● Istruzioni esercizio
Riporta senza alcuna modifica il passo del testo sui rifugiati nel Mediterraneo che comincia con "Interventi europei insufficienti" e prosegue fino a "ben triste primato." compreso.

● Testo fornito
====

Il Mediterraneo è la rotta marina più pericolosa per profughi e migranti, afferma Amnesty International in un nuovo rapporto.Il Mediterraneo è stato particolarmente letale per i migranti che hanno tentato la traversata nei primi mesi dell’anno in corso: fino al 31 maggio 2015 le vittime sono state 1.865, contro le 425 nello stesso periodo del 2014. Amnesty International presenta un nuovo rapporto – “La crisi globale dei rifugiati: la cospirazione della noncuranza” – all’inizio della settimana dei rifugiati, nel quale sottolinea la pericolosità delle traversate del Mediterraneo.
Interventi europei insufficienti
In seguito alla massiccia perdita di vite umane nella prima parte di quest’anno i leader europei hanno messo in atto alcune misure per contrastare l’enorme numero di vittime. Il governo britannico ha dato il proprio sostegno al programma di ricerca e soccorso italiano mandando la nave militare HMS Bulwark, che ha salvato migliaia di uomini, donne e bambini. Tuttavia, finché la comunità internazionale non riconoscerà che si è di fronte a un problema globale che esige che gli Stati incrementino significativamente la cooperazione internazionale, la crisi non potrà essere adeguatamente risolta, ha affermato Amnesty.
Steve Symonds, direttore del programma per i rifugiati di Amnesty Internationale UK, ha detto: “Il Mediterraneo è la traversata più pericolosa al mondo per profughi e migranti, un ben triste primato.
“Non manca comunque la concorrenza. Nel Sud-est asiatico abbiamo visto barconi pieni di gente disperata e affamata letteralmente respinti dall’Indonesia e dalla Malesia prima che queste venissero biasimate al punto di essere costrette ad accoglierli. La mancanza di compassione pare essere una piaga universale”.
Siria: la crisi più grave
Sono attualmente oltre quattro milioni i profughi siriani, il 95% dei quali in appena cinque paesi ospitanti principali: Turchia, Libano, Giordania, Iraq e Egitto.
Questi paesi hanno ora difficoltà a far fronte alla situazione, mentre la comunità internazionale continua a negare un sostegno economico sufficiente o non offre livelli adeguati di reinsediamento ai profughi siriani e questo nonostante gli appelli urgenti dell’Alto commissariato delle Nazioni Unite per i rifugiati (UNHCR).

====

● Voci riportate
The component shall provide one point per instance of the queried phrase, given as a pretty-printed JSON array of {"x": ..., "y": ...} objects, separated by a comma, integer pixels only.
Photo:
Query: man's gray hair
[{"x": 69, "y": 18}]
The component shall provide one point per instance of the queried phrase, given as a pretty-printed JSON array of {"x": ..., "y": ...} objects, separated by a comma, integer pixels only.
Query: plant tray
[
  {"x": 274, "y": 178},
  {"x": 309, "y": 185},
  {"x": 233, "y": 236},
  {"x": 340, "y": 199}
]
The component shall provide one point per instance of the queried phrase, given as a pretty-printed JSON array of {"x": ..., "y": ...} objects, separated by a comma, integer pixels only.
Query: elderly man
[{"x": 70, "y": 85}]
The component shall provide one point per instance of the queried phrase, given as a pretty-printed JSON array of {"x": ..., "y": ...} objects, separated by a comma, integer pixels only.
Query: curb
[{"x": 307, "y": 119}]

====

● Risposta all'esercizio
Interventi europei insufficienti
In seguito alla massiccia perdita di vite umane nella prima parte di quest’anno i leader europei hanno messo in atto alcune misure per contrastare l’enorme numero di vittime. Il governo britannico ha dato il proprio sostegno al programma di ricerca e soccorso italiano mandando la nave militare HMS Bulwark, che ha salvato migliaia di uomini, donne e bambini. Tuttavia, finché la comunità internazionale non riconoscerà che si è di fronte a un problema globale che esige che gli Stati incrementino significativamente la cooperazione internazionale, la crisi non potrà essere adeguatamente risolta, ha affermato Amnesty.
Steve Symonds, direttore del programma per i rifugiati di Amnesty Internationale UK, ha detto: “Il Mediterraneo è la traversata più pericolosa al mondo per profughi e migranti, un ben triste primato.